**Task input:**
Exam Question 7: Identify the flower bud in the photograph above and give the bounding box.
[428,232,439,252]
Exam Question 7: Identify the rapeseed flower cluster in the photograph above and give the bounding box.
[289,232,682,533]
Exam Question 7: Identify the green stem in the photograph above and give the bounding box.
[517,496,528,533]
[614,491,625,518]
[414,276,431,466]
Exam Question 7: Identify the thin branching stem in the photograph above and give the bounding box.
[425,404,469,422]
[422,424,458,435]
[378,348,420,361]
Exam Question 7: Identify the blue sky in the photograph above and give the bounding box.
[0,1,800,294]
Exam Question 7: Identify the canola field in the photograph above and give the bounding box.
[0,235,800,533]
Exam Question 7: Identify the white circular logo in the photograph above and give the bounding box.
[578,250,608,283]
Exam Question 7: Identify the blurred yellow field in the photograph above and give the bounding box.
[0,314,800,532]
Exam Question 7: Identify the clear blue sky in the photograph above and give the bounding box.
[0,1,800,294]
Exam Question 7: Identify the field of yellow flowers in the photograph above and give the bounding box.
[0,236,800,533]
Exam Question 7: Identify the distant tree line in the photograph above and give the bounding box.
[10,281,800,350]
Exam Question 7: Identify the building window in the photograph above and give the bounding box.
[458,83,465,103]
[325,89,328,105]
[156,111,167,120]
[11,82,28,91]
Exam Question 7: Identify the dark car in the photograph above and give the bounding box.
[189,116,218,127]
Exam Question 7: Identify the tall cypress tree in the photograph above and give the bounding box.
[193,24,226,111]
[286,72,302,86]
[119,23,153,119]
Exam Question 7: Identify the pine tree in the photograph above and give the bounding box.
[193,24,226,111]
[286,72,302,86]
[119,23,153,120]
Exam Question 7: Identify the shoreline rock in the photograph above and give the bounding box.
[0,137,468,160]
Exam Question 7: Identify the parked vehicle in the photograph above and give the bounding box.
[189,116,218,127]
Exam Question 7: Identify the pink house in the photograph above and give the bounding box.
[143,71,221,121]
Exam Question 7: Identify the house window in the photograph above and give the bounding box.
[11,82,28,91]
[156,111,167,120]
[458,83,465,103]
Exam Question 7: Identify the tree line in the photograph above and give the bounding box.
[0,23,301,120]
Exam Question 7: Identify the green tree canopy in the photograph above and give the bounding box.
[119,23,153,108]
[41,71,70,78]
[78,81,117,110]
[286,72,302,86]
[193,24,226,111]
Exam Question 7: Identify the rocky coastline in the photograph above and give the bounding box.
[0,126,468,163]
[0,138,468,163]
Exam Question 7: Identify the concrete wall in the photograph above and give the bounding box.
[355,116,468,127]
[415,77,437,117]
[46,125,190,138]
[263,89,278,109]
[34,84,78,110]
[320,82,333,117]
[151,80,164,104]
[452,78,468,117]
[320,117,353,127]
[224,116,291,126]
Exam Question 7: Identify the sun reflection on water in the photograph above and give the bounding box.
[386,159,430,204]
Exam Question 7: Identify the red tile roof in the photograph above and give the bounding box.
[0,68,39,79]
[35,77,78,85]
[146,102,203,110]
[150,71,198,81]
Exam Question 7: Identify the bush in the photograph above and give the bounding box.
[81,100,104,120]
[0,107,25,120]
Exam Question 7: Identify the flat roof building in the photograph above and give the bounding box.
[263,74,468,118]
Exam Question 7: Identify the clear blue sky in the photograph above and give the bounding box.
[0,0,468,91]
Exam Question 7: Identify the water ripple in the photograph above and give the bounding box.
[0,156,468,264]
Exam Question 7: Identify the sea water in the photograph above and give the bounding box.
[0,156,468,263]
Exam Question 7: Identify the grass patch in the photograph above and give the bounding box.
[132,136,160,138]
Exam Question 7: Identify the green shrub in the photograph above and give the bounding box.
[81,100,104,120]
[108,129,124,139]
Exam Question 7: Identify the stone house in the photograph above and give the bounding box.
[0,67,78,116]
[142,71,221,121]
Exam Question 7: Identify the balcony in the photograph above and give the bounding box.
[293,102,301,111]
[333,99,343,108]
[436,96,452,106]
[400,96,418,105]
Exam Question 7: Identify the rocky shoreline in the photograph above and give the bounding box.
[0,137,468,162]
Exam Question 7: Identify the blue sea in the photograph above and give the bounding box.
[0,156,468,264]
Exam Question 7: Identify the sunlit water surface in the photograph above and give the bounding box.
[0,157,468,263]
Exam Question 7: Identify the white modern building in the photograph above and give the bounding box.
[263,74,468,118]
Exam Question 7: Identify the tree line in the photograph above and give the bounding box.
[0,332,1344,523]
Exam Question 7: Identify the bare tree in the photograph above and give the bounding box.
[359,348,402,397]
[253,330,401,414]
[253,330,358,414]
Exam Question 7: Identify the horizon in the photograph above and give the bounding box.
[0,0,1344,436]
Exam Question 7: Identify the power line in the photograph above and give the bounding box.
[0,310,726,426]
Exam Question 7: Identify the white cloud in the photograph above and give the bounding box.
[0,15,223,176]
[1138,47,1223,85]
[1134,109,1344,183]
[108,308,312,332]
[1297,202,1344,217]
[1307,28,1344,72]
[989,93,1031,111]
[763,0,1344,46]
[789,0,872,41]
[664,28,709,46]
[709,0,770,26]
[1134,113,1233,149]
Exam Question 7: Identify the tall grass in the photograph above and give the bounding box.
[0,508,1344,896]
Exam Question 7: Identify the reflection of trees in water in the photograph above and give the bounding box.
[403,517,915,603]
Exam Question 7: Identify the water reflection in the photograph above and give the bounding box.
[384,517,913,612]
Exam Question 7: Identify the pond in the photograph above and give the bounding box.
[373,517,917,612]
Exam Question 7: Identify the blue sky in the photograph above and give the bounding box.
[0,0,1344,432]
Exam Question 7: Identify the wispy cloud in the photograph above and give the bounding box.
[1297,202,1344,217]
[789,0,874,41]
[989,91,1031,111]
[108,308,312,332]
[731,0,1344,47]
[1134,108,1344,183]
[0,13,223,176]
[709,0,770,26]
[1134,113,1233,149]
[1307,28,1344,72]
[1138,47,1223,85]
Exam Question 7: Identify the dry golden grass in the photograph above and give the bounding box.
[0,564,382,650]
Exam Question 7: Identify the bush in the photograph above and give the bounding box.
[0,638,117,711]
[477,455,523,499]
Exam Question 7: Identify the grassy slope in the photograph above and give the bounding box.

**Objective:** Copy out all of the entries above, swapping "photograph" for "image" wherever it appears and leaving every other word unchanged.

**Exercise response:**
Exam Question 7: Identify the flower bud in the image above and give the bounding box.
[428,232,439,252]
Exam Question 7: Identify the rapeseed flower cluster in the image above and give the bounding box.
[289,232,682,533]
Exam Question 7: Identify the green stem in the image above and give the bounding box.
[517,496,528,533]
[614,491,625,518]
[414,276,431,466]
Exam Question 7: Identify the thin branching stem in the image above and give the bounding box.
[425,404,469,422]
[422,424,458,435]
[378,348,420,361]
Exam Question 7: Identify the blue sky in the image above and give the bounding box.
[0,1,800,294]
Exam Question 7: Identify the canola field in the image above and give the bounding box.
[0,235,800,533]
Exam Question 7: Identify the white circular logo in the image above and give the bounding box.
[578,250,608,283]
Exam Question 7: Identify the blurred yellow field in the image above and give the bounding box.
[0,314,800,532]
Exam Question 7: Identify the clear blue sky in the image above and give the bounding box.
[0,1,800,294]
Exam Question 7: Identify the field of yellow flowers in the image above and give the bounding box.
[0,236,800,533]
Exam Question 7: Identify the distant tree line in the image above and give the bounding box.
[10,281,800,350]
Exam Question 7: Identify the building window in the image above and give the bounding box.
[458,83,465,103]
[325,89,328,105]
[156,111,167,120]
[11,82,28,91]
Exam Question 7: Identify the dark car in the image above and give the bounding box.
[189,116,218,127]
Exam Question 7: Identify the tall cypress tree in the image above and give the bounding box.
[193,24,226,111]
[286,72,302,86]
[119,23,153,119]
Exam Question 7: Identify the pine tree in the image above and give the bounding box.
[193,24,226,111]
[286,72,302,86]
[119,23,153,120]
Exam Question 7: Identify the shoreline rock in the image above and give the bounding box.
[0,137,468,160]
Exam Question 7: Identify the parked vehicle in the image above and give the bounding box.
[189,116,218,127]
Exam Question 7: Identify the pink house in the image above and give the bounding box.
[143,71,221,121]
Exam Question 7: Identify the house window in the image above and give the bounding box.
[11,82,28,91]
[156,111,167,120]
[458,83,465,103]
Exam Question 7: Identify the tree line in the image above and give the bounding box.
[0,23,301,120]
Exam Question 7: Identify the green tree canopy in the image above and give the bounding box.
[119,23,153,108]
[41,71,70,78]
[78,81,117,110]
[286,72,302,86]
[193,24,226,111]
Exam Question 7: Identify the rocky coastline in the image above and give the bounding box.
[0,126,468,163]
[0,138,468,163]
Exam Question 7: Identify the concrete wall in the image above and give the bounding box.
[355,116,468,127]
[415,77,437,117]
[46,125,190,138]
[263,89,278,109]
[34,84,78,110]
[320,82,333,117]
[151,80,164,104]
[452,78,468,117]
[320,117,353,127]
[224,116,291,126]
Exam Question 7: Identify the sun reflection on water in the image above and give the bounding box.
[386,159,430,204]
Exam Question 7: Identify the red tile roof in the image above and give the bounding box.
[0,68,39,79]
[35,77,78,85]
[146,102,203,110]
[150,71,198,81]
Exam Question 7: Identify the bush in the image above and give the bounding box.
[81,100,104,120]
[0,107,25,120]
Exam Question 7: Identify the flat roof building in the image above and give the bounding box.
[263,74,468,118]
Exam Question 7: Identify the clear blue sky in the image above and give the bounding box.
[0,0,468,91]
Exam Question 7: Identify the water ripple in the image above and give the bounding box.
[0,156,468,264]
Exam Question 7: Identify the sea water in the image above and give the bounding box.
[0,156,468,263]
Exam Question 7: Identify the grass patch in the image above and give the bounding box.
[132,136,160,138]
Exam Question 7: Identify the green shrub in the image above and give the bounding box.
[81,100,104,120]
[108,129,124,139]
Exam Question 7: Identify the stone house in the image above and give the bounding box.
[0,67,78,116]
[142,71,221,121]
Exam Question 7: Identify the balcony in the image above and give the bounding box.
[293,102,301,111]
[333,99,343,108]
[436,96,452,106]
[400,96,418,105]
Exam Question 7: Identify the rocky shoreline in the image above and give the bounding box.
[0,137,468,162]
Exam Question 7: Identify the blue sea in the image above and give the bounding box.
[0,156,468,264]
Exam Question 7: Identify the sunlit water surface in the image above and give the bounding box.
[0,157,468,263]
Exam Question 7: Identify the white modern building in the image above and give the bounding box.
[263,74,468,118]
Exam Question 7: Identify the tree line in the image above and give the bounding box.
[0,332,1344,523]
Exam Question 7: Identify the bare tree in the image above and give the bounding box.
[359,348,402,397]
[253,330,401,414]
[253,330,358,414]
Exam Question 7: Identify the horizon in the image above and give the bounding box.
[0,0,1344,436]
Exam Question 7: Identify the power line in the image above and give the bounding box.
[0,310,726,426]
Exam Question 7: Identify the white cloud in the image above and give the bounding box.
[0,15,223,176]
[1138,47,1223,85]
[1134,109,1344,183]
[108,308,312,332]
[1297,202,1344,217]
[1307,28,1344,72]
[989,93,1031,111]
[763,0,1344,46]
[789,0,872,41]
[664,28,709,46]
[709,0,770,26]
[1134,113,1233,149]
Exam Question 7: Identify the tall grass in the image above and give the bounding box.
[0,508,1344,896]
Exam Question 7: Identify the reflection of trees in water in the image above and give the bounding box.
[403,517,915,603]
Exam Question 7: Identify the water reflection in the image above and give the bounding box.
[384,517,913,612]
Exam Question 7: Identify the pond in the image above and give the bounding box.
[373,517,917,612]
Exam Question 7: Identify the blue sky in the image above and give the bounding box.
[0,0,1344,432]
Exam Question 7: Identify the wispy cloud in the image above and give the bounding box.
[1297,202,1344,217]
[789,0,874,41]
[989,91,1031,111]
[108,308,312,332]
[731,0,1344,47]
[1134,108,1344,183]
[0,13,223,176]
[709,0,770,26]
[1134,113,1233,149]
[1307,28,1344,72]
[1138,47,1223,85]
Exam Question 7: Identify the dry golden grass in the image above and give the bounding box.
[0,564,382,650]
Exam Question 7: Identify the bush in the image above and give the bounding box.
[0,638,117,711]
[477,455,523,499]
Exam Question 7: Identify the grassy slope in the image above and give the bounding box.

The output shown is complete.